* WHAT TO DO: Locate every line in the entries below that contains the string "green", matching case exactly, and copy each such line in full.
** Begin GIVEN INFORMATION **
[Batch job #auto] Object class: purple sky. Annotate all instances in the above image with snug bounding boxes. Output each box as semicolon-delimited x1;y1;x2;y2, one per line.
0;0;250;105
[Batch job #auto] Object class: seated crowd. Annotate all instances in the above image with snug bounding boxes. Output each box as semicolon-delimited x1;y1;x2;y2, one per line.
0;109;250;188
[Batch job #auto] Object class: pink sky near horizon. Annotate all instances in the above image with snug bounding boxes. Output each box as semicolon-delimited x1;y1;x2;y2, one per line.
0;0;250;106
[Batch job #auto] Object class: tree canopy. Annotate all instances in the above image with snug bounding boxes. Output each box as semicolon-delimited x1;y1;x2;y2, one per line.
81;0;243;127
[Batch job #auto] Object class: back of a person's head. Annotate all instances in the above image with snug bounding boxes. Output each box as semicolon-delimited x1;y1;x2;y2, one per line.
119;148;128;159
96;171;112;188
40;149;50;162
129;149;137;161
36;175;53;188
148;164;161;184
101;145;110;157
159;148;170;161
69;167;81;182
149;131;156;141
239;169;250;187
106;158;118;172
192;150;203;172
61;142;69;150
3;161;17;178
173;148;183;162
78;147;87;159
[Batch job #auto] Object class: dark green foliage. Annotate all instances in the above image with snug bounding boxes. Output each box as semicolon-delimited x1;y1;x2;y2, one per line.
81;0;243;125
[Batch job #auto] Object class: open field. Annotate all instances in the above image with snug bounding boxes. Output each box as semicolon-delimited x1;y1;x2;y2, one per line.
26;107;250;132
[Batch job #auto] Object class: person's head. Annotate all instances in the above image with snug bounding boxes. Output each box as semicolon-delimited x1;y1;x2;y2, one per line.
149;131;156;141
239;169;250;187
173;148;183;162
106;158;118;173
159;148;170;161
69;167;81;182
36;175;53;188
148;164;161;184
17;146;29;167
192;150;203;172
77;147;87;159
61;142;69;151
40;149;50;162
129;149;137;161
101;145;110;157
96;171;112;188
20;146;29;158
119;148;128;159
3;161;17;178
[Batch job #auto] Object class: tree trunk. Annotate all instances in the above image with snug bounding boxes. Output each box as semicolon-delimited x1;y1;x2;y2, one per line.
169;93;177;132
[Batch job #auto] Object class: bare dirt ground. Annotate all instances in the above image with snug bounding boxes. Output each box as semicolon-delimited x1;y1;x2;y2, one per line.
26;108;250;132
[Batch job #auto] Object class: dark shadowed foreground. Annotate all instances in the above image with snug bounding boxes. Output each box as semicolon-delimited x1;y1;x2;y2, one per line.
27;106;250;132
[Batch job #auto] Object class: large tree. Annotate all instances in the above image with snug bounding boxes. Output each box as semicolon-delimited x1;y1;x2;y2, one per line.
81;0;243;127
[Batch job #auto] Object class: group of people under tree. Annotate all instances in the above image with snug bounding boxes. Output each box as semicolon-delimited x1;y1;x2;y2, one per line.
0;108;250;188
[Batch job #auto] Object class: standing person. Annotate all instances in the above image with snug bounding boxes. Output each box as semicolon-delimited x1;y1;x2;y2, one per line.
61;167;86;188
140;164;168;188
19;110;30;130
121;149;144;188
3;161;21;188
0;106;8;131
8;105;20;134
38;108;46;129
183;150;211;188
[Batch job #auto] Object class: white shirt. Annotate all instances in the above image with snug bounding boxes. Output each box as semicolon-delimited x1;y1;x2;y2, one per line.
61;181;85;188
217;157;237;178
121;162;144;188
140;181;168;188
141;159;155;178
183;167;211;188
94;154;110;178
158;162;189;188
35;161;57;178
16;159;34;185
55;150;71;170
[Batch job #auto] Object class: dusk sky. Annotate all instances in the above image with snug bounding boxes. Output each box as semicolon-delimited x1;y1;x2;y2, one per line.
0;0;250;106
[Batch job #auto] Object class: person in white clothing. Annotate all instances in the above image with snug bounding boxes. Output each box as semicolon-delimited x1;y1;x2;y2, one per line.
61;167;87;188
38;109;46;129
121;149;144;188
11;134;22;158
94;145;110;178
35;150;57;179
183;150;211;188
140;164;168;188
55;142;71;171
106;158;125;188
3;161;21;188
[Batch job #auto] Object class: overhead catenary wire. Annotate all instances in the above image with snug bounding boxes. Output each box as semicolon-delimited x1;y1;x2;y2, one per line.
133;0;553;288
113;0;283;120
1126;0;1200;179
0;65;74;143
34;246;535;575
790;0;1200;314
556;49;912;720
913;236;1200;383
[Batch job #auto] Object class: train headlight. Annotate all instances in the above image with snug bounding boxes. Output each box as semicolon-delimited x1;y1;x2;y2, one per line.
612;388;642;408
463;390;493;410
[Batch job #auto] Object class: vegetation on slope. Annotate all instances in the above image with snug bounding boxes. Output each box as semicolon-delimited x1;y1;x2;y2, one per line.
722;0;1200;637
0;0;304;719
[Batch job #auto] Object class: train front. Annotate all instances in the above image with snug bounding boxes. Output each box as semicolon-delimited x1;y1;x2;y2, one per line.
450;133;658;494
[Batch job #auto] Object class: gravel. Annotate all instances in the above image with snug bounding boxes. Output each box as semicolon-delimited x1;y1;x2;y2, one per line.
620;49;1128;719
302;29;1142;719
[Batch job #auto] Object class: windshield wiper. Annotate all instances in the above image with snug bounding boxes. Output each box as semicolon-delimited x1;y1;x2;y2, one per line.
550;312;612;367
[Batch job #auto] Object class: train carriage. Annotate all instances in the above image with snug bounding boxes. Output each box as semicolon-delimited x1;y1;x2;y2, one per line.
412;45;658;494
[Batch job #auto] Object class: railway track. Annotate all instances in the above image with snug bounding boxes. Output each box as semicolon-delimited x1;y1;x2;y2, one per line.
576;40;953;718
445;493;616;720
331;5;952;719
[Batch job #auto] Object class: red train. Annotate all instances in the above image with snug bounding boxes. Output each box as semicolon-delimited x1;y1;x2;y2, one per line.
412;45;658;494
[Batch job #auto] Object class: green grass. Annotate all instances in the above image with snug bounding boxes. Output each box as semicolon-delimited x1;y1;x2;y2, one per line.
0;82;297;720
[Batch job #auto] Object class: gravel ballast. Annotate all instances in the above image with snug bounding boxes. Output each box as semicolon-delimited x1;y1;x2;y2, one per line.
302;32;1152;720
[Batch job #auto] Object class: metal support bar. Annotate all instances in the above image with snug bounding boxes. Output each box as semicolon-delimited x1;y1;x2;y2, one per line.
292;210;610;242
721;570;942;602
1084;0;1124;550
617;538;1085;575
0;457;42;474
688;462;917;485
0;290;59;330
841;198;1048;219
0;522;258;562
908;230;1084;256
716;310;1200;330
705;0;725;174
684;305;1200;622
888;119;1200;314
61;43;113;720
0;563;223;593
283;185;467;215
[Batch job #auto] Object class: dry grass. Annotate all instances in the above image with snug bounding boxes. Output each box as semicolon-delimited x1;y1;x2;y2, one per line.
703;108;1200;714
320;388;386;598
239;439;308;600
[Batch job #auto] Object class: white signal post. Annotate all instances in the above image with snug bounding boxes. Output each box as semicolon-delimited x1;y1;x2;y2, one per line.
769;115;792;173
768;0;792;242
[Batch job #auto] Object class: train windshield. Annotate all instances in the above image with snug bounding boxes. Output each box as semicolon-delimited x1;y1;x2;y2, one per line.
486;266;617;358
** End GIVEN INFORMATION **
* RESULT:
[Batch job #auto] Object class: dark green foliage. Annotate all instances in the above image with snug bounding boxes. Output each box as semicolon-delimited x1;y1;x2;y2, one per line.
[Batch job #auto] Object class: green grass. Annotate all instances in the above image with snug bounding boxes. Output each box as semicolon-delimited x1;y1;x2;y2, one per line.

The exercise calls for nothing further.